Source extract –

[start]

At the ceremony marking the 40th anniversary of the killing of Kamal Jumblatt in Moukhtara on 19 February 2017, Walid Jumblatt symbolically gave his keffiyeh to his son Taymour Jumblatt, symbolically marking the generational shift in the party leadership. That year, Jumblatt again refrained from saying Hezbollah should be disarmed. In the 2018 Lebanese general election, the Democratic Gathering bloc, the PSP's parliamentary platform, fielded 10 candidates across the country. For the first time since 1992, Walid Jumblatt did not stand as a candidate, with Taymour taking over as the party leader. The party fielded candidates for 3 out of 4 Druze seats in Mount Lebanon IV, keeping with the tradition of leaving a seat uncontested to help Lebanese Democratic Party chief Talal Arslan get elected. PSP joined joint lists with the Future Movement in Beirut II, Bekaa II and Mount Lebanon IV, and with Lebanese Forces in Mount Lebanon III and Mount Lebanon IV. It dropped to just nine seats in the 2018 election. The party served in the opposition to the short-lived 2019 Cabinet of Hassan Diab, returning to power as part of the Third Cabinet of Najib Mikati in 2021, with just one minister, Abbas Halabi.

In late May 2023, Walid Jumblatt declared his resignation as leader of the Progressive Socialist Party after a 46-year tenure. Around 2,000 supporters gathered in Ain Zhalta, a Druze town in the Chouf mountains, where members of the Progressive Socialist Party named political heir, Taymour Jumblatt, as their new leader. Taymour was the sole contender.

In February 2025, Lebanese Prime Minister Nawaf Salam announced his government, which consists of 24 ministers; the Progressive Socialist Party controls two portfolios: the Public Works and Transport Ministry, headed by Fayez Rasamny, and Agriculture Ministry, under Nizar Hani.

==Emblem==
The white color in the logo and emblem symbolizes the idea of internal collective peace and global international peace, which it aims to achieve in accordance with what was stated in its charter when explaining doctrine and work.

The blue color symbolizes that the party does not deny the spiritual phenomenon in the life of the human being and in explaining the development of the individual and the group. On the contrary, it takes into account this phenomenon, believing that it is permanent throughout the ages in the life of the individual and the group.

The globe symbolizes the manifestation of human unity and its consolidation in this comprehensive popular movement that ultimately aims to unite the countries of the world in an international union that includes the entire globe, the unity of the human race, and the brotherhood and cooperation that must prevail among all peoples, regardless of their different colors, races, and beliefs.

[end]

[Some records]
[start]

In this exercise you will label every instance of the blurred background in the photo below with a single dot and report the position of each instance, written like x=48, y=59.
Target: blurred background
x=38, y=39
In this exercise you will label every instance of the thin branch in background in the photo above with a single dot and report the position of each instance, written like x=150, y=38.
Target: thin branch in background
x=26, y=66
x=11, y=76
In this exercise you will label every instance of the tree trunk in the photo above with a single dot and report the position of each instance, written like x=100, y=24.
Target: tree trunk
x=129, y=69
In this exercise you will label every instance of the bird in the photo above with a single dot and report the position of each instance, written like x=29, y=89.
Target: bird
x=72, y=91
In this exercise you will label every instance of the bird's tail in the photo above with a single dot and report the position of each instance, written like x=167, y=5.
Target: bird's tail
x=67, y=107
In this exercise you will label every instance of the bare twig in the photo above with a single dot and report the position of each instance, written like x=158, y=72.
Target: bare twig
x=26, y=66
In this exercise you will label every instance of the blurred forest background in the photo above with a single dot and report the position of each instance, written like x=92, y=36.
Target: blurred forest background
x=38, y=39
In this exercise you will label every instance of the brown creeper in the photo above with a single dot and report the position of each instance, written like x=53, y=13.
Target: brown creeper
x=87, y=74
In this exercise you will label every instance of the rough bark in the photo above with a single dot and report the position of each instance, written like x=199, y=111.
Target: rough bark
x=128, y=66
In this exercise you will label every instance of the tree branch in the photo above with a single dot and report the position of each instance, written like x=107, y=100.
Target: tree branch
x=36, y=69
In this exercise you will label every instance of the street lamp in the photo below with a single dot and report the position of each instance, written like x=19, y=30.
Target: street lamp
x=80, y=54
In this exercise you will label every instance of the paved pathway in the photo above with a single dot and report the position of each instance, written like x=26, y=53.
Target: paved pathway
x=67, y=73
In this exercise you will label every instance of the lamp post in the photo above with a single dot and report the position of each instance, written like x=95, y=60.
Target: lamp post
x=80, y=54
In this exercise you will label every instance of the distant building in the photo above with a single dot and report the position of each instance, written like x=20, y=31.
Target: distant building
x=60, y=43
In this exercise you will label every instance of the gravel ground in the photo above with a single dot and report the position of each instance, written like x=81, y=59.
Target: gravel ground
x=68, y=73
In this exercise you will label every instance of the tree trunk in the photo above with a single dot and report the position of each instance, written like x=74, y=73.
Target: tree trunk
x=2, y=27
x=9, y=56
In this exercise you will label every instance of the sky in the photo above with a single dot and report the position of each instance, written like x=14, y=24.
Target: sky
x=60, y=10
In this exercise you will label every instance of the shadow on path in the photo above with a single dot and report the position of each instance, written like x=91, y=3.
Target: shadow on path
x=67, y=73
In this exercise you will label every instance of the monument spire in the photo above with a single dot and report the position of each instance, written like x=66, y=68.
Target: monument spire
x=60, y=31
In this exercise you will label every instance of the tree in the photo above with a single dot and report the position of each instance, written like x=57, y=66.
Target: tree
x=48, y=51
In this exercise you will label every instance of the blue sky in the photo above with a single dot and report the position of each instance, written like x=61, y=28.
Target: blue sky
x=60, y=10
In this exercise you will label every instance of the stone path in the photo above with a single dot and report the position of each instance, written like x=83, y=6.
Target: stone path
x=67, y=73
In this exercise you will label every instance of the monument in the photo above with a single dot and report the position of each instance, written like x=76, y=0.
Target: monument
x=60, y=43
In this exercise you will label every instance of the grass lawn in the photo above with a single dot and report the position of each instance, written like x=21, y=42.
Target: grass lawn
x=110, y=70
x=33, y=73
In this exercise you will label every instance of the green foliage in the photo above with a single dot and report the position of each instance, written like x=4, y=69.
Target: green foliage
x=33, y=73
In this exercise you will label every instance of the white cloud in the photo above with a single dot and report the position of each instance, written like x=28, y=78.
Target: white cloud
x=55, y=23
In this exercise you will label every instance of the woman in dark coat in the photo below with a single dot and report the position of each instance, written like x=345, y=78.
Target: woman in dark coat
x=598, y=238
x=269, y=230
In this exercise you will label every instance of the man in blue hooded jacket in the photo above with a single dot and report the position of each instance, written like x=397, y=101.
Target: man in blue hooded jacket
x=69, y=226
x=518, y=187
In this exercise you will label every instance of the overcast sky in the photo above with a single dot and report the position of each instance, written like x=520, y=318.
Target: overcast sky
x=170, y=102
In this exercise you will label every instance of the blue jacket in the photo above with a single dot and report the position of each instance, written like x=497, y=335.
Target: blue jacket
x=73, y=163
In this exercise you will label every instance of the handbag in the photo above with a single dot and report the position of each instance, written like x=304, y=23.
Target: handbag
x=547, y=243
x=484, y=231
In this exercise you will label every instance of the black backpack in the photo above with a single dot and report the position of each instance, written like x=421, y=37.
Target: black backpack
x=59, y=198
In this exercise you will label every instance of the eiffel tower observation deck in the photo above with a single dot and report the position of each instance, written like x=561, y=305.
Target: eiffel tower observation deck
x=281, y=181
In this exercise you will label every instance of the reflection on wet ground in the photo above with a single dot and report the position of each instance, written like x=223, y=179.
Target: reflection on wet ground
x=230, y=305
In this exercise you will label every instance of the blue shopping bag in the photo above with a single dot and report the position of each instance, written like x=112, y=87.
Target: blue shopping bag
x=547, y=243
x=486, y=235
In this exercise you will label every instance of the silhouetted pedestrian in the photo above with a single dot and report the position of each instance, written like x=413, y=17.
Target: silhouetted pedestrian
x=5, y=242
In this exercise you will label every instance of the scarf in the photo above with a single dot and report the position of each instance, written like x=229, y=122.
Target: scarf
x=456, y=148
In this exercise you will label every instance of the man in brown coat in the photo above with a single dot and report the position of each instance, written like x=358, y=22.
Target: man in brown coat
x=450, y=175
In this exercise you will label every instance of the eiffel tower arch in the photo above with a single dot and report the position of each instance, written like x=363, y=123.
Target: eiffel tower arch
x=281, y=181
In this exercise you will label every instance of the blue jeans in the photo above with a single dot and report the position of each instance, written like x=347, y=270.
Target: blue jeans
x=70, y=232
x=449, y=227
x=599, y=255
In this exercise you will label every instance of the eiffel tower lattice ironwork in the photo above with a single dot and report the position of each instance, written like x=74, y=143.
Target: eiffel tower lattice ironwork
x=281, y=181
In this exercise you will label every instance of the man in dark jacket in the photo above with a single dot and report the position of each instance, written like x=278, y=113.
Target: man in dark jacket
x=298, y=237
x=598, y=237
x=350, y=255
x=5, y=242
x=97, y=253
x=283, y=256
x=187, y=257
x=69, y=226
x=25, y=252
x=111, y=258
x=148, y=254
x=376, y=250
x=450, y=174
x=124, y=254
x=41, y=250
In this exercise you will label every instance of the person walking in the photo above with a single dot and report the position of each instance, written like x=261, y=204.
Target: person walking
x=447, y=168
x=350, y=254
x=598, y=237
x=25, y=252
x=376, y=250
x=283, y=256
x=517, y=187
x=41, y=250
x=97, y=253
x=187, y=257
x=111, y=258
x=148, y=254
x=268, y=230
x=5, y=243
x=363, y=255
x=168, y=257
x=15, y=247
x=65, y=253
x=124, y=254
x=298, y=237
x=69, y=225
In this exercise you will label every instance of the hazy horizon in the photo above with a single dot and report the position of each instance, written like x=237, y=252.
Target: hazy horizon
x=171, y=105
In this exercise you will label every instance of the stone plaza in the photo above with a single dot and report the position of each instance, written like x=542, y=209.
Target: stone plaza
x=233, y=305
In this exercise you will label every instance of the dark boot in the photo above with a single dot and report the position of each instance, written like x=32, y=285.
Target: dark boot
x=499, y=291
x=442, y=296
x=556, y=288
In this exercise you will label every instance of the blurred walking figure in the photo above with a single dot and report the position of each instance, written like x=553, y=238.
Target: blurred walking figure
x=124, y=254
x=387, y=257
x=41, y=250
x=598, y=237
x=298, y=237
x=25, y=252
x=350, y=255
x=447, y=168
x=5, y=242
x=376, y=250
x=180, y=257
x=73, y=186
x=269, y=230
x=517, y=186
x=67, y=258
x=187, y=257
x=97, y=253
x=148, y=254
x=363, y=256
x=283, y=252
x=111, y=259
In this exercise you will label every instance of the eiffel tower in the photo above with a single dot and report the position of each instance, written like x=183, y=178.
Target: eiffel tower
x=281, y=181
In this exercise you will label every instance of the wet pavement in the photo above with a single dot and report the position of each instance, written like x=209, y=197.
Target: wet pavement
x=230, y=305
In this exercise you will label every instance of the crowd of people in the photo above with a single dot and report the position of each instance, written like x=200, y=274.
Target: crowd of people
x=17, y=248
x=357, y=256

[end]
[start]

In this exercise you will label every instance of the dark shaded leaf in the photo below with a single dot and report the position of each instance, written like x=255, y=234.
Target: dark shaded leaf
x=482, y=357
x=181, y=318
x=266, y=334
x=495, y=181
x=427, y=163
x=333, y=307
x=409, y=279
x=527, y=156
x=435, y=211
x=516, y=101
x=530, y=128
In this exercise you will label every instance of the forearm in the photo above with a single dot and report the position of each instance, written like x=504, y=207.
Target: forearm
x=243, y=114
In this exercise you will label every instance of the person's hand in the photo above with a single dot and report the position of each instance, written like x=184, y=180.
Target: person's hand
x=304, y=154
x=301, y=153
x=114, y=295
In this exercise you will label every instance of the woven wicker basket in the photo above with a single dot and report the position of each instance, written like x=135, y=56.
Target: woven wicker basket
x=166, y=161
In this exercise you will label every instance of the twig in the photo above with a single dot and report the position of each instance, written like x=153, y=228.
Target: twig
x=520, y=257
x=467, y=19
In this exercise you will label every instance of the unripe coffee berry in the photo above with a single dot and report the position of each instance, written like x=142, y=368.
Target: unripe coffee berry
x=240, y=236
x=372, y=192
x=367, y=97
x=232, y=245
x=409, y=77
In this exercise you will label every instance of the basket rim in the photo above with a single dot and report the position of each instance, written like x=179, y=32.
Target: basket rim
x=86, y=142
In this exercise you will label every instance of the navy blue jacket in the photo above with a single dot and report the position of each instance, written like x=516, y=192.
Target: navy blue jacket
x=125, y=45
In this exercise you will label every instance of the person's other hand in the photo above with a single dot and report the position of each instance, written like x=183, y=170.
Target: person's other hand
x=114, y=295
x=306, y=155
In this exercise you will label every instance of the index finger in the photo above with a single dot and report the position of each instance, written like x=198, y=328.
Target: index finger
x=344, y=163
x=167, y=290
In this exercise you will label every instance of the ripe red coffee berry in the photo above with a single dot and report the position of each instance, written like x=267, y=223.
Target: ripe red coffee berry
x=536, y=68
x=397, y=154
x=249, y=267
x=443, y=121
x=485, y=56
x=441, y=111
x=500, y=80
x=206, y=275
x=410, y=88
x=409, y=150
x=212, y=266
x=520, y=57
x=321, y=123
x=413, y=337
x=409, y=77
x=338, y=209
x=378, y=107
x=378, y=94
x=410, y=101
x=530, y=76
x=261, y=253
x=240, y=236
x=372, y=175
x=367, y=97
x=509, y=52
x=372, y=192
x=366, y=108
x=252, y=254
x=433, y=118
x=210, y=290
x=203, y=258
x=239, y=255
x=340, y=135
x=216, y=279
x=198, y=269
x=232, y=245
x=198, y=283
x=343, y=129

[end]

Tasks to perform –
1: Summarize the passage on the Progressive Socialist Party in two sentences.
2: According to the passage on the Progressive Socialist Party, in which electoral districts did the party join joint lists in the 2018 election? List every one.
3: Reproduce word for word the part of the passage on the Progressive Socialist Party starting with "The blue color" and going on through "life of the individual and the group.".
Rely on the text alone when completing each task.

Exercise responses –
1: Leadership of the Progressive Socialist Party passed from Walid Jumblatt to his son Taymour, symbolically in 2017 and formally in May 2023, while the party dropped to nine seats in the 2018 election, later held one minister in the 2021 Mikati cabinet and took two portfolios in Nawaf Salam's 2025 government. Its emblem uses white to symbolize internal and global peace, blue to acknowledge the spiritual phenomenon in human life, and a globe to represent human unity.

2:
- Beirut II
- Bekaa II
- Mount Lebanon IV
- Mount Lebanon III

3:
The blue color symbolizes that the party does not deny the spiritual phenomenon in the life of the human being and in explaining the development of the individual and the group. On the contrary, it takes into account this phenomenon, believing that it is permanent throughout the ages in the life of the individual and the group.